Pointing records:
⁂

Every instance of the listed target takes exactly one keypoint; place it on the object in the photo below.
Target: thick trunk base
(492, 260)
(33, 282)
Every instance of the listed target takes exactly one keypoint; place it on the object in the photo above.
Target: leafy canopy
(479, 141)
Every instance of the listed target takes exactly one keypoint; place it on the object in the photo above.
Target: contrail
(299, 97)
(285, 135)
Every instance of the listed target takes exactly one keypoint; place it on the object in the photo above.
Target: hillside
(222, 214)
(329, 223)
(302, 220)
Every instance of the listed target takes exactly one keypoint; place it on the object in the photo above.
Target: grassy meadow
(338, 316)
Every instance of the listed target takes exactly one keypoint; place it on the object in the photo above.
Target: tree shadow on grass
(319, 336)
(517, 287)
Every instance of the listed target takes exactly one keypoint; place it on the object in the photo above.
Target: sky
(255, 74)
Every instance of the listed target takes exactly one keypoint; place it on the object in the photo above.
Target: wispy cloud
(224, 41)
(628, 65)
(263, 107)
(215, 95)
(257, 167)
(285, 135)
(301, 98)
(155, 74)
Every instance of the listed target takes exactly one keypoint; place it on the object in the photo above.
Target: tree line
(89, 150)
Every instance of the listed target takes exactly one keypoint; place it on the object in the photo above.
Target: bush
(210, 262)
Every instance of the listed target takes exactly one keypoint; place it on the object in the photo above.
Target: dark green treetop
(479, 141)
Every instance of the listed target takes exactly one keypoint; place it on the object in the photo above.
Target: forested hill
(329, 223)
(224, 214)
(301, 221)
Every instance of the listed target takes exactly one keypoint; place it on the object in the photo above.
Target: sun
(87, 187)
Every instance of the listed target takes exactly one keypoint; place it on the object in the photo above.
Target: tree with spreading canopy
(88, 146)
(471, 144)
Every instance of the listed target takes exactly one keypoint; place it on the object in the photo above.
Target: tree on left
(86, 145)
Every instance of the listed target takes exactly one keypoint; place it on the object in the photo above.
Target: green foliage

⁂

TASK TO COMPLETE:
Identify and copy every line in the entries above that contains the string "canopy". Case matters.

WRITTEN SOLUTION:
Target: leafy canopy
Target: tree with spreading canopy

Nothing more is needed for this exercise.